WASHINGTON (AP) -- President Barack Obama's new budget offers Medicare cuts to entice Republicans into tax negotiations, while plowing ahead to cover the uninsured next year under the health care law the GOP has bitterly fought to repeal.
But the biggest health consequences of any new proposal in Obama's plan could come from nearly doubling the federal tobacco tax. If enacted by Congress, it could make young people think twice about the cigarette habit.
Unveiled Wednesday in a flurry of numbers and details, the health care provisions of the 2014 spending plan will touch every American family, and businesses large small throughout the economy.
The budget for the Health and Human Services department would rise 5.4 percent to nearly $950 billion, roughly one-fourth of all federal spending. Aging baby boomers swelling the Medicare rolls and coverage for the uninsured under Obama's signature law keep pushing health care spending higher.
On Medicare, the president sought to tap the fiscal brakes. His plan offered about $400 billion over 10 years in cuts, a bid to draw Republicans into negotiations to reduce government debt. It amounted to single-digit percentage points trimmed from Medicare spending, but for seniors individually and for businesses like hospitals and drug companies, there could be substantial consequences.
Obama has previously offered most of the Medicare cuts, but failed to gain political traction. Some proposals -- such as hiking premiums for upper-income beneficiaries -- clearly enjoy Republican support. But it's uncertain how far Obama can get. The president has said he won't ask beneficiaries to pay more without tax hikes on upper-income earners that Republicans are loathe to concede.
Powerful advocacy groups like AARP, along with most congressional Democrats, are dead set against cutting Medicare benefits.
Upper-middle class and well-to-do seniors would pay higher monthly premiums for outpatient and prescription drug coverage, a significant expansion of a policy already in effect. The current premiums would be boosted, and the share of beneficiaries exposed to the higher rates would keep growing until it reaches one-fourth of all those in the program. Now, only about 6 percent of Medicare recipients pay higher "income related" premiums.

Collected data entries
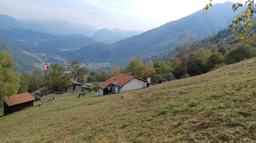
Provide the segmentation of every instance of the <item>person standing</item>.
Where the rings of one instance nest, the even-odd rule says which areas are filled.
[[[119,92],[120,91],[120,84],[118,85],[118,86],[117,86],[117,93],[119,93]]]
[[[108,93],[109,93],[109,90],[110,90],[110,88],[109,87],[109,86],[108,87]]]
[[[112,93],[116,93],[116,87],[115,86],[112,86]]]
[[[52,93],[52,98],[53,100],[55,100],[55,93]]]

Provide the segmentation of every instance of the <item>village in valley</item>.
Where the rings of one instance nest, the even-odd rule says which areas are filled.
[[[231,1],[0,2],[0,143],[256,142],[255,4]]]

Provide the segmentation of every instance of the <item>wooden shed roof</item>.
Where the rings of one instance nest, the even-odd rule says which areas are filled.
[[[127,73],[119,72],[115,76],[108,79],[107,80],[102,84],[99,84],[98,87],[102,89],[104,89],[108,87],[108,86],[109,85],[111,84],[113,82],[114,79],[116,79],[116,85],[120,84],[120,87],[122,87],[126,84],[128,83],[129,81],[130,81],[134,78],[138,79],[145,82],[147,82],[147,81],[144,79],[140,79],[134,76]]]
[[[6,97],[3,101],[9,106],[11,106],[35,100],[29,93],[26,93]]]

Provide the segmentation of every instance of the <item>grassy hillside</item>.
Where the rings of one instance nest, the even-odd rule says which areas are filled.
[[[2,116],[0,142],[256,141],[256,58],[122,94],[58,95]]]

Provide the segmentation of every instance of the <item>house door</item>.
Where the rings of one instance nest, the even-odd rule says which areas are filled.
[[[105,88],[103,89],[103,95],[108,94],[108,87]]]

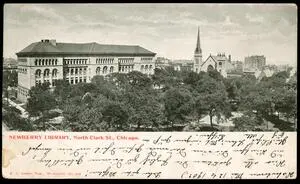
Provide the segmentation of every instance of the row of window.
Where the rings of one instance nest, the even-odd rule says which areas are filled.
[[[97,64],[112,64],[114,62],[114,58],[97,58]]]
[[[27,74],[27,68],[18,68],[18,73]]]
[[[86,75],[86,68],[69,68],[66,71],[67,75]]]
[[[133,71],[133,65],[120,66],[119,71],[121,71],[121,72],[131,72],[131,71]]]
[[[134,58],[119,58],[118,62],[119,63],[132,63]]]
[[[141,58],[141,61],[151,61],[152,58]]]
[[[19,87],[19,88],[18,88],[18,93],[19,93],[19,94],[22,94],[23,96],[27,96],[27,95],[28,95],[28,90]]]
[[[50,83],[52,86],[55,86],[56,85],[56,81],[57,81],[57,79],[52,79],[52,82],[50,82],[49,79],[45,79],[44,83]],[[42,80],[41,79],[36,79],[35,80],[35,84],[36,85],[42,84]]]
[[[70,84],[77,84],[79,82],[86,82],[86,77],[71,77],[70,79],[69,78],[66,78],[66,80],[70,83]]]
[[[141,71],[143,72],[143,71],[151,71],[152,70],[152,65],[142,65],[141,66]]]
[[[27,62],[27,59],[25,59],[25,58],[19,58],[18,62]]]
[[[96,75],[100,75],[101,74],[101,71],[102,71],[102,74],[107,74],[108,73],[108,67],[107,66],[104,66],[101,70],[101,67],[97,67],[96,68]],[[109,68],[109,73],[113,73],[114,72],[114,67],[111,66]]]
[[[66,65],[86,65],[88,59],[64,59]]]
[[[35,59],[34,64],[35,66],[57,65],[57,59]]]
[[[52,70],[52,78],[57,77],[57,73],[58,73],[58,70],[57,70],[56,68],[54,68],[54,69]],[[35,71],[35,78],[38,79],[38,78],[41,78],[41,76],[42,76],[42,70],[37,69],[37,70]],[[46,69],[44,70],[44,72],[43,72],[43,76],[44,76],[44,78],[50,77],[50,69],[46,68]]]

Task objective
Reproduce the part of the article about Obama's health care budget from "On Medicare, the" up to and including "be substantial consequences.". Rely only on the article about Obama's budget.

Result for this exercise
On Medicare, the president sought to tap the fiscal brakes. His plan offered about $400 billion over 10 years in cuts, a bid to draw Republicans into negotiations to reduce government debt. It amounted to single-digit percentage points trimmed from Medicare spending, but for seniors individually and for businesses like hospitals and drug companies, there could be substantial consequences.